**Referring expression data**
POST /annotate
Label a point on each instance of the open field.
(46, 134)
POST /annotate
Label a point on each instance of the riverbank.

**Problem details**
Repeat every entry above exactly, leaving nothing out.

**Output of the task**
POST /annotate
Label a point on each instance of the open field.
(46, 134)
POST /annotate
Label a point on each instance of the riverbank.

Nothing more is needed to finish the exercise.